### Task instructions
a – Rewrite the paragraph of the Ray Serve tutorial below that begins "This tutorial shows you how" as a short bulleted list that keeps its main facts.
b – Pull out every line of the rows that contains the string "dark". Case counts.

Start of Extract to read

Model composition for recommendation systems#

   

This tutorial shows you how to build a recommendation system using Ray Serve’s model composition pattern. Model composition breaks complex ML pipelines into independent deployments that you can scale and update separately.

Why model composition for recommendation systems?#

Recommendation systems typically involve multiple stages: feature extraction, candidate generation, ranking, and filtering. Model composition solves common challenges by:

  • Independent scaling: Scale feature extractors separately from ranking models based on traffic patterns.

  • Flexible updates: Update one component without redeploying the entire pipeline.

  • Resource optimization: Allocate different resources (CPU/GPU) to each component.

See Model Composition for the core concepts and patterns.

Configure a composed deployment#

Build a recommendation system with three components:

  1. UserFeatureExtractor: Extracts user features (demographics, history, preferences).

  2. ItemRankingModel: Scores items based on user features.

  3. RecommendationService: Orchestrates the pipeline and returns top recommendations.

# serve_recommendation_pipeline.py
import asyncio
import numpy as np
from typing import List, Dict
from ray import serve
from ray.serve.handle import DeploymentHandle
from starlette.requests import Request


# Component 1: User Feature Extractor
@serve.deployment(num_replicas=2)
class UserFeatureExtractor:
    """Extracts user features from user ID.
    
    In production, this queries a database or feature store.
    For this example, the code generates mock features.
    """
    
    async def extract_features(self, user_id: str) -> Dict[str, float]:
        """Extract user features."""
        # Simulate database lookup
        await asyncio.sleep(0.01)
        
        # In production:
        # features = await db.query("SELECT * FROM user_features WHERE user_id = ?", user_id)
        # return features
        
        # Mock features based on user_id hash
        np.random.seed(hash(user_id) % 10000)
        return {
            "age_group": float(np.random.randint(18, 65)),
            "avg_session_duration": float(np.random.uniform(5, 60)),
            "total_purchases": float(np.random.randint(0, 100)),
            "engagement_score": float(np.random.uniform(0, 1)),
        }


# Component 2: Item Ranking Model
@serve.deployment(
    autoscaling_config={
        "min_replicas": 1,
        "max_replicas": 5,
        "target_ongoing_requests": 3
    },
    ray_actor_options={"num_cpus": 2}
)

End of Extract to read
Start of Data lines

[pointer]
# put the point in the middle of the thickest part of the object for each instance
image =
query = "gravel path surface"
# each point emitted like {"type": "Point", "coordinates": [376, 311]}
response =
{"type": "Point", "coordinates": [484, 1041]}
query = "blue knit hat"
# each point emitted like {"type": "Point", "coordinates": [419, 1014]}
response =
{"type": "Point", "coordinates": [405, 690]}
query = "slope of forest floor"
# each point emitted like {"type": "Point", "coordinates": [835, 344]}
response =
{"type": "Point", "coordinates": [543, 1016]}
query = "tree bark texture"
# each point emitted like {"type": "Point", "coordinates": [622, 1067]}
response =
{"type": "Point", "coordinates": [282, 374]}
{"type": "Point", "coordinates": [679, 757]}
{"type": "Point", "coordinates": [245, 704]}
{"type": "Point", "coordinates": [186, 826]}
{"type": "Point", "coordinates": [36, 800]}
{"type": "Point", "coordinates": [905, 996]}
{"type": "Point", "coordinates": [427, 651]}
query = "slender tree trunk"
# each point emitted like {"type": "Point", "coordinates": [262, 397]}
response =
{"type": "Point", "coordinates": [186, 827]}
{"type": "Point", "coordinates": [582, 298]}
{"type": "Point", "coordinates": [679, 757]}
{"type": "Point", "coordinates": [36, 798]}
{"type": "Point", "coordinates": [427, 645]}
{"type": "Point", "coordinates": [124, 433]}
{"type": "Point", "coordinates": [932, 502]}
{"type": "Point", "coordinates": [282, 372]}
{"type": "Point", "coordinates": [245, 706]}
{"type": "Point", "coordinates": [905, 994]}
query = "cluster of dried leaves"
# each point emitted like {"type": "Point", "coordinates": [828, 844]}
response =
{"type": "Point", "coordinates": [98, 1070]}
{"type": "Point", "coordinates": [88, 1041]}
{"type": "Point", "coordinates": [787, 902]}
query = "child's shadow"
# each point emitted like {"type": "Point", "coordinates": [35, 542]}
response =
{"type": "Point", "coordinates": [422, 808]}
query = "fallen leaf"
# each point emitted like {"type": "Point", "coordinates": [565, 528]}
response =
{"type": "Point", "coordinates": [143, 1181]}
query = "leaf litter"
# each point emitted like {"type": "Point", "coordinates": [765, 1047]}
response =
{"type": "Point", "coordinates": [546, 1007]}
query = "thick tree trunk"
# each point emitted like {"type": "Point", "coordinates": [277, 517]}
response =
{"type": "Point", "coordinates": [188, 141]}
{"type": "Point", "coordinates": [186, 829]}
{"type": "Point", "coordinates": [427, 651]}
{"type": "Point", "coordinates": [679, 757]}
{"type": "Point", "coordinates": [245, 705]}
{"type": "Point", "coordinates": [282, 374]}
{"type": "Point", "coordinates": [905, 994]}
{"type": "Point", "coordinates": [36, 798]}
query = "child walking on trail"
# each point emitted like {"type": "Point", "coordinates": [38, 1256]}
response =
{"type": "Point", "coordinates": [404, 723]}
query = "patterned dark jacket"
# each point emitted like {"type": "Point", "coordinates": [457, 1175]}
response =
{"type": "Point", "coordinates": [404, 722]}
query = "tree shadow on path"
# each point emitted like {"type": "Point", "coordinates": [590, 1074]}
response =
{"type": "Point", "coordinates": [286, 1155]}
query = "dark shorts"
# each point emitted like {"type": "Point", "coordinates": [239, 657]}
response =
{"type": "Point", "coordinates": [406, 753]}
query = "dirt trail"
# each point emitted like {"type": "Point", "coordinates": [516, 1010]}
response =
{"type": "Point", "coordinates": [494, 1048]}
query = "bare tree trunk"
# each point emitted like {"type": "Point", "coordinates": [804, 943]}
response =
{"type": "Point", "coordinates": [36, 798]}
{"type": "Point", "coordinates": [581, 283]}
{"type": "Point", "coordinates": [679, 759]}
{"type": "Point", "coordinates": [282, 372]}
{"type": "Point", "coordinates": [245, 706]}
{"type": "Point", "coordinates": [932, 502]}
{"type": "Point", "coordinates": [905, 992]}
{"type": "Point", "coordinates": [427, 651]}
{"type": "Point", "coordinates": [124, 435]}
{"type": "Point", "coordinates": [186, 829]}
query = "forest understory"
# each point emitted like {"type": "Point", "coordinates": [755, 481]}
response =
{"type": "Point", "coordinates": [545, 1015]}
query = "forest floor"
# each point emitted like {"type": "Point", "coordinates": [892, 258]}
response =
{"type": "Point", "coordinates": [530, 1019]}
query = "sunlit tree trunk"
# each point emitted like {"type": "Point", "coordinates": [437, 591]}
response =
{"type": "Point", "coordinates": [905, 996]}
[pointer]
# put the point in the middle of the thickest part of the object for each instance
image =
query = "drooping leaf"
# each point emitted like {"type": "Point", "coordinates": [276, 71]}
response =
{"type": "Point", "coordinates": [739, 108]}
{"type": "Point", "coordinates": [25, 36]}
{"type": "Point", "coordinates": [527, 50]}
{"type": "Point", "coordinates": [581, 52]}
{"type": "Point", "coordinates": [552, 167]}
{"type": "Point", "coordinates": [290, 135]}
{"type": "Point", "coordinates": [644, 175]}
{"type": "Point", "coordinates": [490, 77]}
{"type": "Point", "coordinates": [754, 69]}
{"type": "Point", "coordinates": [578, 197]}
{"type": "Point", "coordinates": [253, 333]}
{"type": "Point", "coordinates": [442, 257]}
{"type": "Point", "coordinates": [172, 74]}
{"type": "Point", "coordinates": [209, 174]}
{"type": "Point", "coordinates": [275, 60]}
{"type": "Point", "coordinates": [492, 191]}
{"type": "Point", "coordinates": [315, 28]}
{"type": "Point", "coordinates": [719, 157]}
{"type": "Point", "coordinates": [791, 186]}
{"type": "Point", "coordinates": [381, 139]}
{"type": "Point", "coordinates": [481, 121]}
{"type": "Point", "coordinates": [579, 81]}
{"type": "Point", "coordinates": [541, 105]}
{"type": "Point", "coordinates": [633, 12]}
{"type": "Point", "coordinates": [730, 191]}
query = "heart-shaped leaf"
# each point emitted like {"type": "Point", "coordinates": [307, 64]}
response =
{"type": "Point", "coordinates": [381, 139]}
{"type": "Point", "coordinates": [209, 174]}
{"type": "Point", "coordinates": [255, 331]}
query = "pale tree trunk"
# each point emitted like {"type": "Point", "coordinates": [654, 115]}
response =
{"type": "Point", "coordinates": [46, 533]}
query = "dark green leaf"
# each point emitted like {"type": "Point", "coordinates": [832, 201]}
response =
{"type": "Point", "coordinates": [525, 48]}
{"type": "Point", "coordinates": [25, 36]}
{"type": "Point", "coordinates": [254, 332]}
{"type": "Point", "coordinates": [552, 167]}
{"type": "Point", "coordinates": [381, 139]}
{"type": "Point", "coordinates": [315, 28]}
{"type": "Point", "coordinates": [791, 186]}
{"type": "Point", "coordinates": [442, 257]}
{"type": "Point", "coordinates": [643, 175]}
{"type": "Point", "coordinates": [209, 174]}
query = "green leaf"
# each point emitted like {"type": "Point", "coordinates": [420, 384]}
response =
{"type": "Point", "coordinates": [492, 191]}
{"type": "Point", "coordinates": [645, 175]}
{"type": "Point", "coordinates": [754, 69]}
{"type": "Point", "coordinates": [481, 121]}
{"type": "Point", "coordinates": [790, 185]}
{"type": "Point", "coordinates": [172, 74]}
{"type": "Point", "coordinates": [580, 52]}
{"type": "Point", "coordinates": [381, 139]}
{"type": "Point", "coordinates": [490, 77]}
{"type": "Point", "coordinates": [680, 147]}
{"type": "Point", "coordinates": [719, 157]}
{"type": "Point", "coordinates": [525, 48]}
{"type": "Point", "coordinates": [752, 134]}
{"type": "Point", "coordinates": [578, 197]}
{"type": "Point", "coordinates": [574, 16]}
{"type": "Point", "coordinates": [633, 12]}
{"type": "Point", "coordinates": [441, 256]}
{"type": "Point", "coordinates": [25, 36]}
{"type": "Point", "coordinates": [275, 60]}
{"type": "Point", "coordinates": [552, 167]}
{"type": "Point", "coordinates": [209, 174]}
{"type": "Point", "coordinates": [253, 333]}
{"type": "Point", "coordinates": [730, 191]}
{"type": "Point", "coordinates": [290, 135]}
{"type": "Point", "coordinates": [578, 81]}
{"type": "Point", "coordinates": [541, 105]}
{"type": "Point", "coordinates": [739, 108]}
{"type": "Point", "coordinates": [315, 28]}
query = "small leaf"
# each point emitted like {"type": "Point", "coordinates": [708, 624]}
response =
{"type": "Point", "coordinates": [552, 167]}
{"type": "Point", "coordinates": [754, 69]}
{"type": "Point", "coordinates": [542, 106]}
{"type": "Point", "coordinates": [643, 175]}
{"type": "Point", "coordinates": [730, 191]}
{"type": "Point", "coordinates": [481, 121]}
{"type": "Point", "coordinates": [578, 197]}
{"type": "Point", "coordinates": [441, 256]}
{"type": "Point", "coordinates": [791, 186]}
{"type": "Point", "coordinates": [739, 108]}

End of Data lines

### Results of the exercise
a –
- Subject: building a recommendation system with Ray Serve's model composition pattern.
- Model composition breaks complex ML pipelines into independent deployments.
- Each deployment can be scaled and updated separately.

b –
query = "patterned dark jacket"
query = "dark shorts"
query = "dark green leaf"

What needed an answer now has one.